TO DO
Rewrite the data below, starting at the line that has "Can you find the pale" and ending after the line that has "<point>452,245</point>", replacing each "Target" with "Object" and leaving everything else as it is.

— start SUPPLIED ENTRIES —

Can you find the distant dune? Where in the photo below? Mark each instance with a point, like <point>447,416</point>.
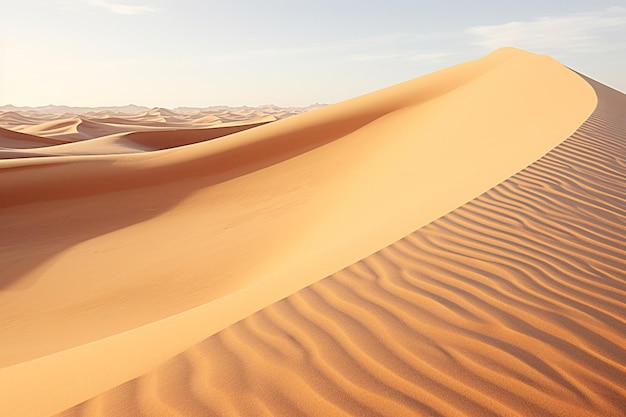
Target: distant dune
<point>469,225</point>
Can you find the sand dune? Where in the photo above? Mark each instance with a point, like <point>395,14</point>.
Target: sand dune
<point>512,304</point>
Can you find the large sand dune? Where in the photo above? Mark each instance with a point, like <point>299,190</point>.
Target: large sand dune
<point>512,304</point>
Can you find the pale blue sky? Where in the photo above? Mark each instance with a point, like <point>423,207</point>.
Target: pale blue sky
<point>245,52</point>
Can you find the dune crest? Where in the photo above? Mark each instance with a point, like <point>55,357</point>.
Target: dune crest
<point>189,240</point>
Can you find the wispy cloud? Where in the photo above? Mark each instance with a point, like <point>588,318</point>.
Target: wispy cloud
<point>407,55</point>
<point>120,8</point>
<point>581,32</point>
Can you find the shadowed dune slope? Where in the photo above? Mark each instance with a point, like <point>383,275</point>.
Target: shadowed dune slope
<point>513,304</point>
<point>112,264</point>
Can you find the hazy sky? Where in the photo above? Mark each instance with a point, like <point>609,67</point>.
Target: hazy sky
<point>287,52</point>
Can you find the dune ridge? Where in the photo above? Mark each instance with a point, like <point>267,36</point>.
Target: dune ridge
<point>513,304</point>
<point>104,254</point>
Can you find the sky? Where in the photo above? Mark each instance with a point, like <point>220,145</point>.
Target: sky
<point>199,53</point>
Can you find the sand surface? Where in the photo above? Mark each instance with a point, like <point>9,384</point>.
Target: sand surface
<point>114,262</point>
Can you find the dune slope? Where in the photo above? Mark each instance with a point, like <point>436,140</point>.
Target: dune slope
<point>513,304</point>
<point>106,255</point>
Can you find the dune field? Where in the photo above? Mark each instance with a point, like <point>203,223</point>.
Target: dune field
<point>452,245</point>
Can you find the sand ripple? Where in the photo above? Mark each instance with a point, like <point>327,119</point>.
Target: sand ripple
<point>513,304</point>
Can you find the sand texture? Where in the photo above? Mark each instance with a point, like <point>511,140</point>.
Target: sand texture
<point>470,223</point>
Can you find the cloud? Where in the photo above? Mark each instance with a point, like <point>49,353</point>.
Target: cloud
<point>126,9</point>
<point>583,32</point>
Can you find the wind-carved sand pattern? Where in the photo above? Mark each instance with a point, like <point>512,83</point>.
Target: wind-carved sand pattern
<point>513,304</point>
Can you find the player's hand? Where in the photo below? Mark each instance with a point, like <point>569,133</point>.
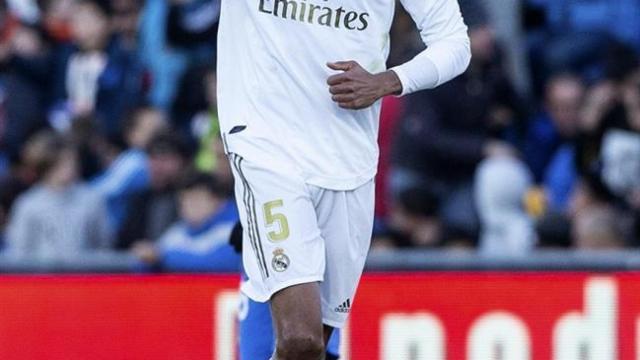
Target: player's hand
<point>356,88</point>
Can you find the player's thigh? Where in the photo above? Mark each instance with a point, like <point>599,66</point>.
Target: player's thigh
<point>346,223</point>
<point>282,243</point>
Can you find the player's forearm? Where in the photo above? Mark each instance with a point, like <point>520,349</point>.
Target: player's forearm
<point>389,84</point>
<point>434,66</point>
<point>448,53</point>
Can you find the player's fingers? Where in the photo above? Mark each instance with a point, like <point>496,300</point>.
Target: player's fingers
<point>349,105</point>
<point>337,79</point>
<point>341,65</point>
<point>343,98</point>
<point>341,89</point>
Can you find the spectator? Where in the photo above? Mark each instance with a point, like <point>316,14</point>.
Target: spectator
<point>597,229</point>
<point>556,125</point>
<point>129,172</point>
<point>156,208</point>
<point>200,241</point>
<point>506,228</point>
<point>448,131</point>
<point>412,222</point>
<point>96,73</point>
<point>59,217</point>
<point>193,25</point>
<point>26,61</point>
<point>550,145</point>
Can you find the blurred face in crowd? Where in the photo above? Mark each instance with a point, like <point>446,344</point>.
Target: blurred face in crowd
<point>421,230</point>
<point>483,44</point>
<point>563,100</point>
<point>90,27</point>
<point>197,205</point>
<point>65,171</point>
<point>148,123</point>
<point>125,18</point>
<point>596,229</point>
<point>165,169</point>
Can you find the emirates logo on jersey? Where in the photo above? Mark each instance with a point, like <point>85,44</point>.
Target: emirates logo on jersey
<point>314,14</point>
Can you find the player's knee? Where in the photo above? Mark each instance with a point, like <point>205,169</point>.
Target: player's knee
<point>300,346</point>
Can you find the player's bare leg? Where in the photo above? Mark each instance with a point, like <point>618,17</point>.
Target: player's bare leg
<point>297,320</point>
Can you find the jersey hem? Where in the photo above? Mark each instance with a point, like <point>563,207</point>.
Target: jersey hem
<point>248,289</point>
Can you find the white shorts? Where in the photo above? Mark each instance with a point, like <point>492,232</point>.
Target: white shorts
<point>296,233</point>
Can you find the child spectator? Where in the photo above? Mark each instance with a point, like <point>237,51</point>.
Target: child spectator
<point>156,208</point>
<point>129,173</point>
<point>58,217</point>
<point>199,242</point>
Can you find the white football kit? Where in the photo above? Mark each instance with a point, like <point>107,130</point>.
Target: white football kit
<point>303,166</point>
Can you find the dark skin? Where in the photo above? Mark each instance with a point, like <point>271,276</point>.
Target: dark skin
<point>355,88</point>
<point>297,316</point>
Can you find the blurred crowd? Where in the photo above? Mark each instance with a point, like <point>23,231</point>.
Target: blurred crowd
<point>109,138</point>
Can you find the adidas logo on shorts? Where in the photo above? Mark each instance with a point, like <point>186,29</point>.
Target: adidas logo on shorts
<point>345,307</point>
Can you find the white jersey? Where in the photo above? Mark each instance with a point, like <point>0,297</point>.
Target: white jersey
<point>274,102</point>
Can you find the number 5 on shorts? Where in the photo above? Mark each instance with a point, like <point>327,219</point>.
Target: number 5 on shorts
<point>272,217</point>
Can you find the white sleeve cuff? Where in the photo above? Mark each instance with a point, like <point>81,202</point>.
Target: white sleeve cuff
<point>417,74</point>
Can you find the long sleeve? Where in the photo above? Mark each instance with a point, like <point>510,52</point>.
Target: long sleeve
<point>448,53</point>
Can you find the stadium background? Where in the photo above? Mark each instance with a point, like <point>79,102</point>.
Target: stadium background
<point>508,200</point>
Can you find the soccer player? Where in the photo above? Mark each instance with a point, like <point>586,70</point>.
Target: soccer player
<point>299,89</point>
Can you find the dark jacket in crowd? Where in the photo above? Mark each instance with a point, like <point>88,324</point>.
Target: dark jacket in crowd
<point>445,130</point>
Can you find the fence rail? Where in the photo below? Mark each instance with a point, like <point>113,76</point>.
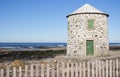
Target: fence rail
<point>97,68</point>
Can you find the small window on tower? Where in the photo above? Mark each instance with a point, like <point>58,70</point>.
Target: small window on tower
<point>90,24</point>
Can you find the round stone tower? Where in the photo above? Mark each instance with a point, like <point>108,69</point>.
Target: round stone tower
<point>87,32</point>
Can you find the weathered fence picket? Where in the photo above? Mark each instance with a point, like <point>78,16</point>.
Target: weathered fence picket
<point>97,68</point>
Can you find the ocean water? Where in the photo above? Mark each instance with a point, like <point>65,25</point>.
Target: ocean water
<point>30,45</point>
<point>35,45</point>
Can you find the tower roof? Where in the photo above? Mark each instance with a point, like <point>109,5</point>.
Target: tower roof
<point>87,9</point>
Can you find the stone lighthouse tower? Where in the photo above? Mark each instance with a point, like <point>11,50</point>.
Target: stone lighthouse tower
<point>87,32</point>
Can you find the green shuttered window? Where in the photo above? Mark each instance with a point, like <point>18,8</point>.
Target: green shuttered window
<point>90,24</point>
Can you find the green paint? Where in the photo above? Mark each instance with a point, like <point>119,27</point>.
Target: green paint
<point>90,24</point>
<point>90,47</point>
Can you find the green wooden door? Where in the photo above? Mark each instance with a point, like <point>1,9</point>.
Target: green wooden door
<point>90,47</point>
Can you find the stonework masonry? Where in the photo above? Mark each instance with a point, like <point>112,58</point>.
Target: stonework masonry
<point>78,33</point>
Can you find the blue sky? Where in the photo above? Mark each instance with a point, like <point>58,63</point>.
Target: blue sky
<point>45,20</point>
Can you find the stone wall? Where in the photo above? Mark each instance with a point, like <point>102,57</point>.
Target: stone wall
<point>78,33</point>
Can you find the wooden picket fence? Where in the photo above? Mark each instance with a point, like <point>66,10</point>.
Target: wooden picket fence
<point>95,68</point>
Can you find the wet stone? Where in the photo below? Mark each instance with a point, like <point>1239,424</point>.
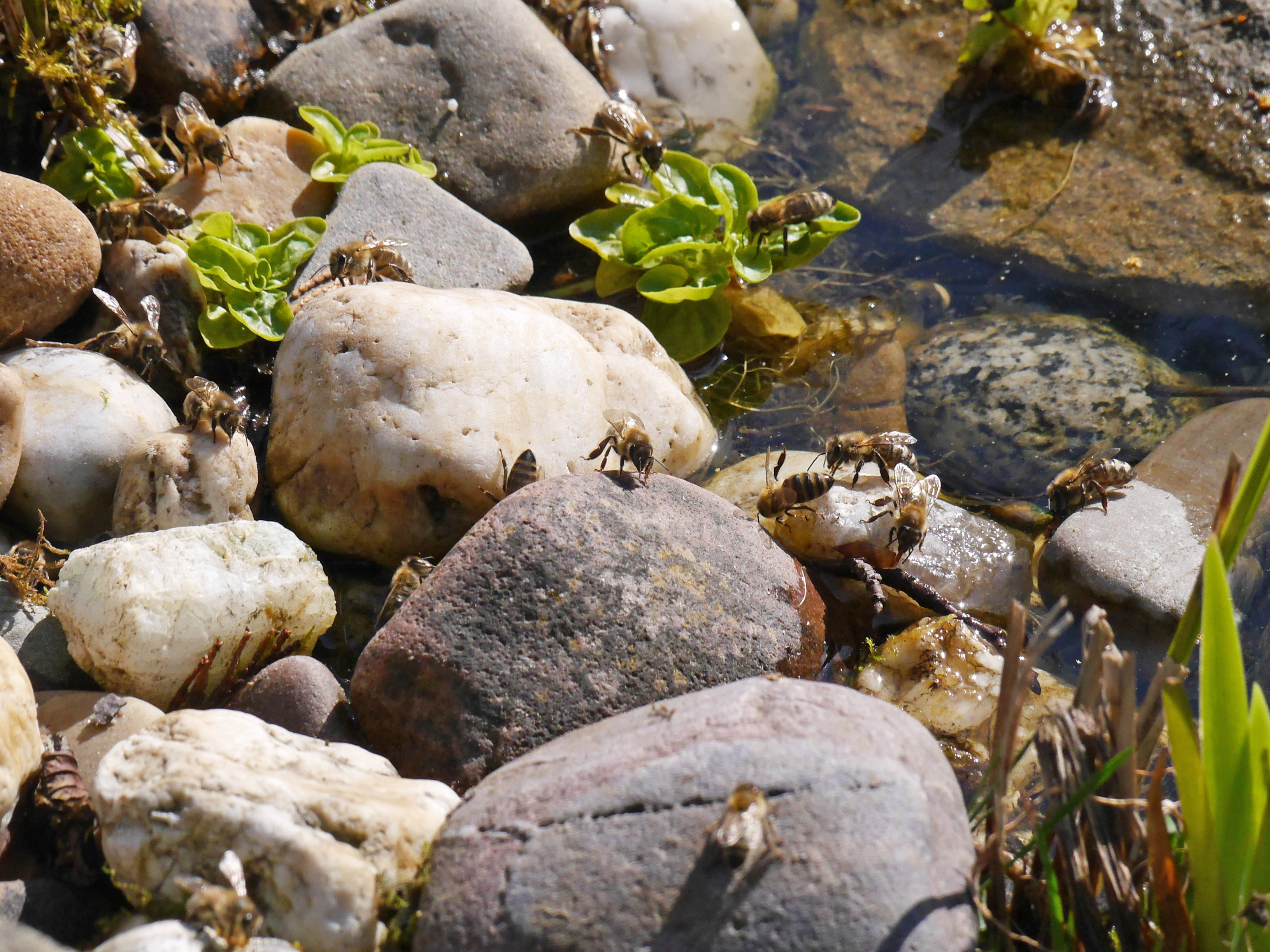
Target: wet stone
<point>503,149</point>
<point>600,840</point>
<point>1006,402</point>
<point>574,600</point>
<point>449,245</point>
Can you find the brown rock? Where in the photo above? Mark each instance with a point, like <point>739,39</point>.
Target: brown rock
<point>268,184</point>
<point>50,257</point>
<point>572,601</point>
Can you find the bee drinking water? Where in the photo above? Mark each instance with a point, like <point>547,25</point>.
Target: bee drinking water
<point>910,504</point>
<point>1095,474</point>
<point>793,493</point>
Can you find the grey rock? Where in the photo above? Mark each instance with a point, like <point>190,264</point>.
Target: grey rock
<point>986,173</point>
<point>506,150</point>
<point>1006,402</point>
<point>302,695</point>
<point>598,840</point>
<point>449,245</point>
<point>574,600</point>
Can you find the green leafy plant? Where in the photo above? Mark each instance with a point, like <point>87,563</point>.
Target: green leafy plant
<point>688,239</point>
<point>95,171</point>
<point>246,272</point>
<point>348,150</point>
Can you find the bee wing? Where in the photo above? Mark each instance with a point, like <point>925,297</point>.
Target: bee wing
<point>232,869</point>
<point>150,309</point>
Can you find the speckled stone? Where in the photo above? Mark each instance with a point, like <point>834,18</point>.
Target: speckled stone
<point>50,257</point>
<point>598,841</point>
<point>1006,402</point>
<point>573,600</point>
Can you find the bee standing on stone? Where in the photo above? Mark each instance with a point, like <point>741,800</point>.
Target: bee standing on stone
<point>228,914</point>
<point>910,503</point>
<point>121,219</point>
<point>746,832</point>
<point>629,439</point>
<point>1095,474</point>
<point>209,409</point>
<point>197,133</point>
<point>886,450</point>
<point>793,493</point>
<point>795,208</point>
<point>623,121</point>
<point>408,577</point>
<point>524,471</point>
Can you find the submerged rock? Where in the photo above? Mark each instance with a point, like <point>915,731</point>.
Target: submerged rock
<point>183,478</point>
<point>1007,402</point>
<point>449,245</point>
<point>83,414</point>
<point>19,733</point>
<point>503,149</point>
<point>324,831</point>
<point>391,404</point>
<point>948,677</point>
<point>975,563</point>
<point>267,183</point>
<point>574,600</point>
<point>141,611</point>
<point>1004,177</point>
<point>601,840</point>
<point>50,257</point>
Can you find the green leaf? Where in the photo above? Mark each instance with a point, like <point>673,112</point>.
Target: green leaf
<point>221,331</point>
<point>688,329</point>
<point>752,264</point>
<point>675,220</point>
<point>670,284</point>
<point>737,196</point>
<point>614,277</point>
<point>602,231</point>
<point>682,174</point>
<point>626,193</point>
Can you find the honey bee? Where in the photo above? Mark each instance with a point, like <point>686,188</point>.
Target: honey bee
<point>228,915</point>
<point>793,493</point>
<point>115,56</point>
<point>121,219</point>
<point>795,208</point>
<point>198,134</point>
<point>408,577</point>
<point>886,450</point>
<point>629,439</point>
<point>746,833</point>
<point>524,471</point>
<point>623,121</point>
<point>133,342</point>
<point>209,409</point>
<point>910,503</point>
<point>1096,472</point>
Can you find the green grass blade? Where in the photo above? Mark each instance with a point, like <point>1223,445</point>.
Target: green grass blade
<point>1207,908</point>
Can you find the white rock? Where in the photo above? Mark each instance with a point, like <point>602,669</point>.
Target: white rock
<point>391,404</point>
<point>184,479</point>
<point>975,563</point>
<point>700,54</point>
<point>19,733</point>
<point>323,831</point>
<point>84,413</point>
<point>140,611</point>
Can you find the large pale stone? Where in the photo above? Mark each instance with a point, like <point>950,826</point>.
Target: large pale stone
<point>19,733</point>
<point>184,479</point>
<point>323,831</point>
<point>140,611</point>
<point>268,184</point>
<point>391,404</point>
<point>83,414</point>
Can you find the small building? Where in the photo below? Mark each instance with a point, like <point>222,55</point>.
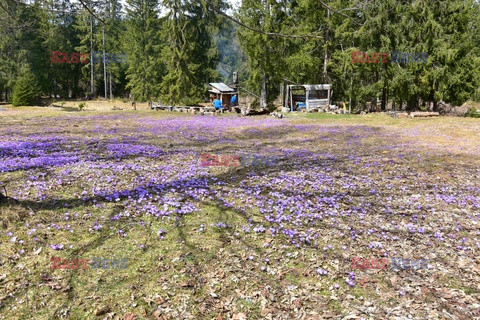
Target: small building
<point>222,92</point>
<point>308,96</point>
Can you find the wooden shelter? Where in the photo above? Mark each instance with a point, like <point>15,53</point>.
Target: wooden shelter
<point>310,96</point>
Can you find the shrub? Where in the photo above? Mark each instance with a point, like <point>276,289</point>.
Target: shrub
<point>26,90</point>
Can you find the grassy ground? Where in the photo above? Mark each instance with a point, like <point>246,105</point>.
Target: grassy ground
<point>246,242</point>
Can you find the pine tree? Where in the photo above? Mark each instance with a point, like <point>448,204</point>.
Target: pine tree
<point>142,43</point>
<point>190,55</point>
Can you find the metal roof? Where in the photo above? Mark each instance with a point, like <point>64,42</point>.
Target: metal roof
<point>222,87</point>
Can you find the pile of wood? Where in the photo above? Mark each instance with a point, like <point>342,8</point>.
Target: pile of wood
<point>423,114</point>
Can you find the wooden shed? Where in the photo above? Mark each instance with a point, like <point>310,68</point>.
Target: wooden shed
<point>222,92</point>
<point>309,96</point>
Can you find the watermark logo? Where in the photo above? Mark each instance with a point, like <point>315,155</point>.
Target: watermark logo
<point>97,263</point>
<point>406,57</point>
<point>97,57</point>
<point>210,160</point>
<point>397,263</point>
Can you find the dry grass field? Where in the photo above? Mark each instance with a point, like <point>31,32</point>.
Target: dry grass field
<point>258,241</point>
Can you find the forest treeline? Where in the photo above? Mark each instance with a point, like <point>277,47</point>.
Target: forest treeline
<point>176,47</point>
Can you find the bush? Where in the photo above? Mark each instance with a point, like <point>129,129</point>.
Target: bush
<point>26,91</point>
<point>473,113</point>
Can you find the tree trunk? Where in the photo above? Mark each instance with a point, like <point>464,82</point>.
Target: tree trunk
<point>263,99</point>
<point>92,88</point>
<point>104,67</point>
<point>384,96</point>
<point>325,57</point>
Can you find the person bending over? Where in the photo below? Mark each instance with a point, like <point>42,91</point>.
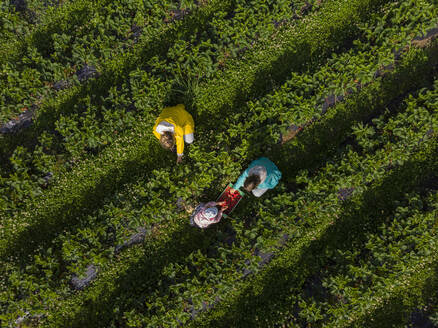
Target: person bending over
<point>206,214</point>
<point>261,175</point>
<point>173,127</point>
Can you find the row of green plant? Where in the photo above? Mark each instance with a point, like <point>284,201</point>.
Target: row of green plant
<point>51,162</point>
<point>20,19</point>
<point>39,150</point>
<point>89,33</point>
<point>167,215</point>
<point>301,99</point>
<point>216,170</point>
<point>92,114</point>
<point>403,281</point>
<point>370,180</point>
<point>207,266</point>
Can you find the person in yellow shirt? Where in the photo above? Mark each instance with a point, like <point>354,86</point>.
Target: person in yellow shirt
<point>175,126</point>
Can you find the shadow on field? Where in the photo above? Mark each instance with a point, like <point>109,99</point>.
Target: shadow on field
<point>398,311</point>
<point>67,214</point>
<point>141,279</point>
<point>261,303</point>
<point>98,88</point>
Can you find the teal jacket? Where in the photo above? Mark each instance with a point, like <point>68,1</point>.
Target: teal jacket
<point>273,174</point>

— end SUPPLIED ENTRIES —

OUTPUT BELOW
Can you find the pale blue sky? Where in the photo above? Mark each instance with a point, like <point>423,207</point>.
Object: pale blue sky
<point>245,52</point>
Can you find the dune crest? Where in the photo above? Mark each instance with a point, like <point>55,357</point>.
Object: dune crest
<point>189,240</point>
Can you find the wispy cloud? Where in the photo above? Mark each instance with a point, like <point>588,318</point>.
Object: wispy cloud
<point>407,55</point>
<point>120,8</point>
<point>581,32</point>
Can you find the shadowed dune slope? Where in the photo above? Mark each instance with a point, like <point>383,275</point>.
Object: shadowed dune slope
<point>513,304</point>
<point>112,264</point>
Can you find the hazy sky? Where in the photo above? Mark each instance with a point, like <point>609,67</point>.
Object: hazy sky
<point>287,52</point>
Can you find the dune ridge? Where in the photo above? Mark each instance with a point, like <point>267,36</point>.
Object: dune ridge
<point>513,304</point>
<point>104,254</point>
Can you find the sky? Where in the photo above? Mark each instance with a point, like <point>220,145</point>.
Object: sky
<point>199,53</point>
Can you find the sand surface? Where in the photo above? Mark each instance with a point, like <point>9,384</point>.
Object: sand surface
<point>114,262</point>
Can you find the dune slope? Where in the photo above? Mark each instance with a point, like <point>436,140</point>.
Object: dune slope
<point>513,304</point>
<point>106,255</point>
Can you find the dune field? Where in the photo above? Mark each instance with a point, like <point>203,223</point>.
Object: dune field
<point>452,245</point>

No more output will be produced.